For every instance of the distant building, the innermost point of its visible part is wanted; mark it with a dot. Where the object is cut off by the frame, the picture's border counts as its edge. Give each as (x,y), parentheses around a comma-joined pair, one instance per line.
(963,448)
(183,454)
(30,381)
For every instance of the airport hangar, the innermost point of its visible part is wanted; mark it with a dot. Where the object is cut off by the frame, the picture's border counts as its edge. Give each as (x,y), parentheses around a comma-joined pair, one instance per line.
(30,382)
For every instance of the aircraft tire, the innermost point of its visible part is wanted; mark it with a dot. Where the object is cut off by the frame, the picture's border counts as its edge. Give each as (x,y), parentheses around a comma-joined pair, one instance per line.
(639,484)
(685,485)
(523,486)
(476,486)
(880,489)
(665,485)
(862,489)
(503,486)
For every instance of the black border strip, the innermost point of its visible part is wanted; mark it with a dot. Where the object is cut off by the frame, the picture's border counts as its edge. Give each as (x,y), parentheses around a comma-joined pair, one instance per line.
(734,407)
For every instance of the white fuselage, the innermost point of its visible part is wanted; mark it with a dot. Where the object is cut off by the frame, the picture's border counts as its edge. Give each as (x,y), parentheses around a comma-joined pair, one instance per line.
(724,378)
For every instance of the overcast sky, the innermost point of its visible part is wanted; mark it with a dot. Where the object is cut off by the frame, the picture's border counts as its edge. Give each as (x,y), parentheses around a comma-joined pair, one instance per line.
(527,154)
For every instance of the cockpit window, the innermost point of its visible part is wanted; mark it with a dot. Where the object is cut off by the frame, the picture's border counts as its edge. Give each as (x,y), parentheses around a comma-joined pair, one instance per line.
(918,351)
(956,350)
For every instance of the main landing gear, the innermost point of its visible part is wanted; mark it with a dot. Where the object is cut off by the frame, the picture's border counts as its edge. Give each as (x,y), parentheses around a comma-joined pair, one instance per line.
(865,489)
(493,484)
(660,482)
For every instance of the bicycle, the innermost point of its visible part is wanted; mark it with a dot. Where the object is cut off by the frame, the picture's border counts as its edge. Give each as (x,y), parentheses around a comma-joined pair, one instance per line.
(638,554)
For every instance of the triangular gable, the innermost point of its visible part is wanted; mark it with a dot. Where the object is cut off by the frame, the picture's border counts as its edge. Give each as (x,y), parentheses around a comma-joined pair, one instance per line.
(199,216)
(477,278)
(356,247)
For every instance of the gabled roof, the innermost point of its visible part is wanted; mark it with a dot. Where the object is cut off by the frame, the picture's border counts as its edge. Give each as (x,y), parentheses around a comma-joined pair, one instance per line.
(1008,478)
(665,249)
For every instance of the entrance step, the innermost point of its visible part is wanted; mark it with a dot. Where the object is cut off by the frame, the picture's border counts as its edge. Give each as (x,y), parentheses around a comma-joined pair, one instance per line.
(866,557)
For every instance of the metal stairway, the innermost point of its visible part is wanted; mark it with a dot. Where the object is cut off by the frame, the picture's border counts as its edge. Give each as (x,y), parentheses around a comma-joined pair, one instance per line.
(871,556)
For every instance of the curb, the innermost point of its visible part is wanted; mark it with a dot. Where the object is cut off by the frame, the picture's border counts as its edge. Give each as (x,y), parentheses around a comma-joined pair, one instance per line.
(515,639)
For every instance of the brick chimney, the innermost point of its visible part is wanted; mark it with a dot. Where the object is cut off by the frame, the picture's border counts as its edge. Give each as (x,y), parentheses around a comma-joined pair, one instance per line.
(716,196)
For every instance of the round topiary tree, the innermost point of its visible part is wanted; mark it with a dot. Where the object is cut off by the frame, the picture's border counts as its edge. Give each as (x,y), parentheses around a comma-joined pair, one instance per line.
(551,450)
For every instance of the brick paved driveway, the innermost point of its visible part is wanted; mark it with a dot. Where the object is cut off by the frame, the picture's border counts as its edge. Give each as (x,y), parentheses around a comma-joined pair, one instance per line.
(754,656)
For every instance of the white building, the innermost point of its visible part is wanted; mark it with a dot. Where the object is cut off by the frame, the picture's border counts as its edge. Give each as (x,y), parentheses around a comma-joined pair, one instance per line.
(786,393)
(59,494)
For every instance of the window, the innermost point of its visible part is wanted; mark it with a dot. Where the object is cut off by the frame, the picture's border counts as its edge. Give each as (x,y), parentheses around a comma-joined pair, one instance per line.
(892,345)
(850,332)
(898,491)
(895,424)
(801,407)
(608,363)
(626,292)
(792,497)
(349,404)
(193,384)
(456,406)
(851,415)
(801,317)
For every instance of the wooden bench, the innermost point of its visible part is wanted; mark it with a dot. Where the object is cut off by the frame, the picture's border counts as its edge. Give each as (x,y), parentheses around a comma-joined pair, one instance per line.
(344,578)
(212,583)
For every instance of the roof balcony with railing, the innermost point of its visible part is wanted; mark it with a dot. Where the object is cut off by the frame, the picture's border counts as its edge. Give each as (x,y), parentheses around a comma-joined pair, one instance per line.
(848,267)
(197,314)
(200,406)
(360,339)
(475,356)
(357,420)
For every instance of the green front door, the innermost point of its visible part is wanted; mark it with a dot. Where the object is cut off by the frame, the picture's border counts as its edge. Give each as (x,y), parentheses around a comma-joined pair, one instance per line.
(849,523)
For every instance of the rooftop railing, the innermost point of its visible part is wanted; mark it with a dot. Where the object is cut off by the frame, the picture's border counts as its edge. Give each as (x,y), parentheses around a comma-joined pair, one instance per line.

(Exercise) Print exactly the lines from the one with "For every instance of the window, the" through the end of the data, inclusive.

(Written solution)
For every instance of the window, the innermost point of its visible part is wanted; mark it with a dot. Where the object is cut off by the frame, the picture's border counts as its edge. Give each as (x,y), parentheses around a comma-joined pair, one instance per line.
(892,345)
(850,332)
(898,491)
(895,424)
(801,407)
(608,363)
(626,292)
(792,497)
(349,404)
(193,384)
(456,406)
(851,415)
(801,317)
For every instance of the wooden bench, the innermost point of its visible part is wanted; mark it with a dot. Where the object is cut off by the frame, the picture's border counts as its edge. Give each as (x,y), parentheses around a comma-joined pair, one instance per line.
(344,578)
(212,583)
For every instance of the roof balcony with railing, the innermost point of its visible part is wanted; mark it with a dot. Where the object is cut off by the frame, the picture's border counts as its edge. Give each as (x,y), parentheses around a comma-joined pair, one instance per line.
(848,267)
(197,314)
(200,406)
(360,339)
(475,356)
(357,420)
For every instance of the green front door, the innermost point of its visible part is wanted; mark it with a dot. Where the object is cut off by the frame, the picture's border counts as its edge. Give each as (x,y), parentheses around a comma-joined pair, one instance per line.
(849,523)
For every instance of the rooftop railing, the innermost point of its visible part is wanted; mark it with a dot. Where the object is cut off by the frame, the picture's border counts as its edge. Give each as (x,y), parentheses around a comma-joined pair, one instance per line.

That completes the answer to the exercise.